* **Text to read**:
=-=-=
Biden: Look at These Pretty Wind Turbines (Also, We’re Expanding Oil Drilling)

No one is pleased.

President Biden.
Heatmap Illustration/Getty Images

An announcement Friday by the Biden administration to extend the nation’s offshore oil leasing program perfectly encapsulates the Catch-22 the president finds himself in over his climate goals. The press release brazenly advertises the drilling expansion plan as “Reflecting America’s Rapid and Accelerating Shift to Clean Energy,” all while reading like someone trying to convince you that they’ve got a gun to their head.

This plan was a long time coming. The Interior Department is responsible for establishing a five-year leasing schedule under the Outer Continental Shelf Lands Act that will “best” meet the United States' energy needs, and the previous plan is about to expire. Lease sale 261, which was supposed to be held on Wednesday but has been delayed until later this fall, is the last one on the agenda.

The agency could, in theory, issue a schedule with zero lease sales over the next five years. But due to provisions added into the Inflation Reduction Act by West Virginia Senator Joe Manchin, such inaction would prevent the government from being able to open up more of the nation’s coast to offshore wind development. Before the Interior Department can put up any offshore acreage for wind, it has to have put up at least 60 million acres for oil in the previous year, the law says.
=-=-=
* **Stated problem**: Transcribe the stretch of the article on Biden's offshore leasing plan from "No one is pleased." through "to their head.".

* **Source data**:
=-=-=
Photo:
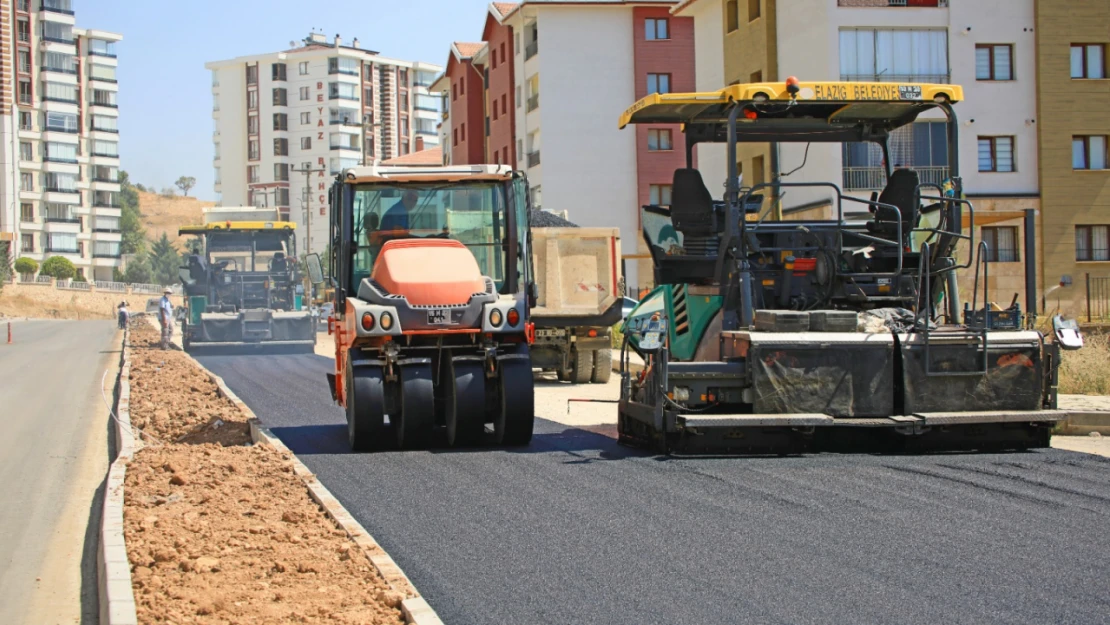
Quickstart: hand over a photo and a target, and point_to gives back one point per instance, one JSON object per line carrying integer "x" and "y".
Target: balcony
{"x": 874, "y": 178}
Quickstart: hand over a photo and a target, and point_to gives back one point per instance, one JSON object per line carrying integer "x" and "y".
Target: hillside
{"x": 167, "y": 214}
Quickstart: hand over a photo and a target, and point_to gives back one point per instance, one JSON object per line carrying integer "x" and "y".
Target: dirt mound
{"x": 229, "y": 535}
{"x": 174, "y": 400}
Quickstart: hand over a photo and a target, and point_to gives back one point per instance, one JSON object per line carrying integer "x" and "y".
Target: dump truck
{"x": 778, "y": 336}
{"x": 433, "y": 285}
{"x": 244, "y": 288}
{"x": 578, "y": 301}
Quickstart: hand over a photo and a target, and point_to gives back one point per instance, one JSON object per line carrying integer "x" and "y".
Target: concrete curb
{"x": 113, "y": 568}
{"x": 415, "y": 610}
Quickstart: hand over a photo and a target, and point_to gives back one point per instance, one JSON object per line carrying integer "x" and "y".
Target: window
{"x": 1089, "y": 152}
{"x": 891, "y": 56}
{"x": 656, "y": 29}
{"x": 658, "y": 83}
{"x": 996, "y": 153}
{"x": 659, "y": 140}
{"x": 1001, "y": 243}
{"x": 1092, "y": 242}
{"x": 659, "y": 195}
{"x": 994, "y": 62}
{"x": 1088, "y": 60}
{"x": 733, "y": 14}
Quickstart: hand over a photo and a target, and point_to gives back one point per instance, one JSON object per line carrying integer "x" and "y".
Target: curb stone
{"x": 113, "y": 568}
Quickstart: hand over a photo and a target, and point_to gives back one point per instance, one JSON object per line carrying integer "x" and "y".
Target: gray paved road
{"x": 578, "y": 530}
{"x": 52, "y": 460}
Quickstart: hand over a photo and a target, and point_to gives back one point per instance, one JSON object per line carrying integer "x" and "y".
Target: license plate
{"x": 439, "y": 316}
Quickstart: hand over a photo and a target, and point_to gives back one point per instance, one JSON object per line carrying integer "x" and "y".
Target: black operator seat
{"x": 900, "y": 191}
{"x": 692, "y": 207}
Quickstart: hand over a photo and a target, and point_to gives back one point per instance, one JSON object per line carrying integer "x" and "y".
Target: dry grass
{"x": 1087, "y": 371}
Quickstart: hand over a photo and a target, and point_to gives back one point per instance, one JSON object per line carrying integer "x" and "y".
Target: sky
{"x": 165, "y": 93}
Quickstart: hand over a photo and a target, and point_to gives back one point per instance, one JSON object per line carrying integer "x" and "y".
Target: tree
{"x": 59, "y": 266}
{"x": 164, "y": 261}
{"x": 185, "y": 182}
{"x": 27, "y": 266}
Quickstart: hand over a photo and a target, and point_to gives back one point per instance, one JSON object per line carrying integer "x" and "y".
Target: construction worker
{"x": 165, "y": 316}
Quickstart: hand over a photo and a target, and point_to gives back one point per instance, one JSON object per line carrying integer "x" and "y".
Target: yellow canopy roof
{"x": 816, "y": 103}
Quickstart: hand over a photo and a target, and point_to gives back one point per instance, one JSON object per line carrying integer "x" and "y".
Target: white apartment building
{"x": 59, "y": 138}
{"x": 319, "y": 107}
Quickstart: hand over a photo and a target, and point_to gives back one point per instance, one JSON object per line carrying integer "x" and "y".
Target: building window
{"x": 1001, "y": 243}
{"x": 996, "y": 153}
{"x": 656, "y": 29}
{"x": 1092, "y": 242}
{"x": 659, "y": 140}
{"x": 1088, "y": 60}
{"x": 894, "y": 56}
{"x": 994, "y": 62}
{"x": 1089, "y": 152}
{"x": 659, "y": 195}
{"x": 658, "y": 83}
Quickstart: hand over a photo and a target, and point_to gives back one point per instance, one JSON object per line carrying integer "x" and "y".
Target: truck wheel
{"x": 365, "y": 407}
{"x": 413, "y": 426}
{"x": 465, "y": 403}
{"x": 603, "y": 366}
{"x": 515, "y": 419}
{"x": 582, "y": 366}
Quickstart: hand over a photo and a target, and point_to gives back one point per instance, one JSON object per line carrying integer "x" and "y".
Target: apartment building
{"x": 554, "y": 78}
{"x": 59, "y": 138}
{"x": 989, "y": 47}
{"x": 1073, "y": 132}
{"x": 286, "y": 122}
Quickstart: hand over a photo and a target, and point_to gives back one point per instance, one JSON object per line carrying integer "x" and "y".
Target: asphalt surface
{"x": 52, "y": 460}
{"x": 575, "y": 528}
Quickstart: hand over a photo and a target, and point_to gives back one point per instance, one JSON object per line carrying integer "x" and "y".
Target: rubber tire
{"x": 416, "y": 420}
{"x": 603, "y": 366}
{"x": 517, "y": 414}
{"x": 464, "y": 407}
{"x": 582, "y": 366}
{"x": 365, "y": 407}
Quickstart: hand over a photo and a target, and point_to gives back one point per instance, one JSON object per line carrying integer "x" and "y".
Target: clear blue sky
{"x": 165, "y": 93}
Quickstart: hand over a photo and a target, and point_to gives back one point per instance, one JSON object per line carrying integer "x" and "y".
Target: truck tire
{"x": 582, "y": 366}
{"x": 603, "y": 366}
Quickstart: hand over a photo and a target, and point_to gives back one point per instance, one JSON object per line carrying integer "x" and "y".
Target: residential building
{"x": 59, "y": 131}
{"x": 1073, "y": 132}
{"x": 596, "y": 60}
{"x": 988, "y": 47}
{"x": 288, "y": 121}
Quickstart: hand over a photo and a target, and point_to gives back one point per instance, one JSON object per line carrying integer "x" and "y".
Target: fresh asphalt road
{"x": 575, "y": 528}
{"x": 53, "y": 457}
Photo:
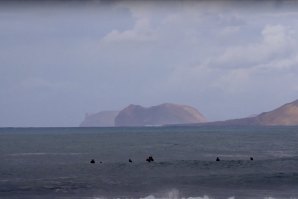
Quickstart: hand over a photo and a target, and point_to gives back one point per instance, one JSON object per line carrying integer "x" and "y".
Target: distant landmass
{"x": 173, "y": 114}
{"x": 136, "y": 115}
{"x": 286, "y": 115}
{"x": 164, "y": 114}
{"x": 101, "y": 119}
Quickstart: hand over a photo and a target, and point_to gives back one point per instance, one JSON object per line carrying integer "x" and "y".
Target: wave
{"x": 175, "y": 194}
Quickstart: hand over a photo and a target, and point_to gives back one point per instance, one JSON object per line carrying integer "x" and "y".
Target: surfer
{"x": 150, "y": 159}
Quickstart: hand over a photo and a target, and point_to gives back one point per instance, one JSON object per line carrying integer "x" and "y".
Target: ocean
{"x": 55, "y": 162}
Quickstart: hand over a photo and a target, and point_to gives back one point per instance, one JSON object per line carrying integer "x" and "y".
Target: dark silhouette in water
{"x": 150, "y": 159}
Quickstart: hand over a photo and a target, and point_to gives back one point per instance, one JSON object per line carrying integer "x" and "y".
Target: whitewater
{"x": 55, "y": 162}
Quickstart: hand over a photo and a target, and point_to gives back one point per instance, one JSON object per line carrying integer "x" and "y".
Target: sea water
{"x": 55, "y": 162}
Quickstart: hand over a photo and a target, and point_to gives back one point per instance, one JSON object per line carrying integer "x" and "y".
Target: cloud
{"x": 276, "y": 42}
{"x": 141, "y": 32}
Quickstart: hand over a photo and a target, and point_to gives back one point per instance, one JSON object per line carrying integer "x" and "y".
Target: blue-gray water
{"x": 55, "y": 162}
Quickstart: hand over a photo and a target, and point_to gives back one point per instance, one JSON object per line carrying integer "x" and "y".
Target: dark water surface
{"x": 55, "y": 162}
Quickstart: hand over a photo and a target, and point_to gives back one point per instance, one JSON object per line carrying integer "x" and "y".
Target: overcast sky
{"x": 228, "y": 59}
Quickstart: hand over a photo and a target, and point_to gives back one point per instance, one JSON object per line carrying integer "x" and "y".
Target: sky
{"x": 62, "y": 59}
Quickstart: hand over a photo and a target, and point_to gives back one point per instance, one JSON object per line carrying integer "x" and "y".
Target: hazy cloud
{"x": 61, "y": 60}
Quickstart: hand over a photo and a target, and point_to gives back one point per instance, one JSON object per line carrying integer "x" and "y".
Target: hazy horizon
{"x": 62, "y": 59}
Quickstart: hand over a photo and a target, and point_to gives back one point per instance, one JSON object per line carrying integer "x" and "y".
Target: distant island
{"x": 286, "y": 115}
{"x": 136, "y": 115}
{"x": 174, "y": 114}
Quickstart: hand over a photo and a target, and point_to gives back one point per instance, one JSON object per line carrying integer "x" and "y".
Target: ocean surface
{"x": 55, "y": 162}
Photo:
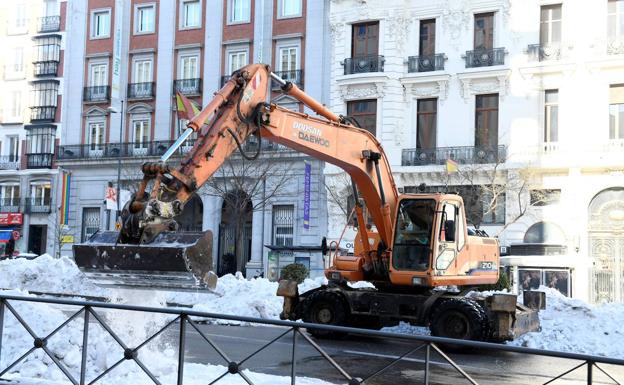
=-=-=
* **Written response**:
No one is pleased.

President Biden.
Heatmap Illustration/Getty Images

An announcement Friday by the Biden administration to extend the nation’s offshore oil leasing program perfectly encapsulates the Catch-22 the president finds himself in over his climate goals. The press release brazenly advertises the drilling expansion plan as “Reflecting America’s Rapid and Accelerating Shift to Clean Energy,” all while reading like someone trying to convince you that they’ve got a gun to their head.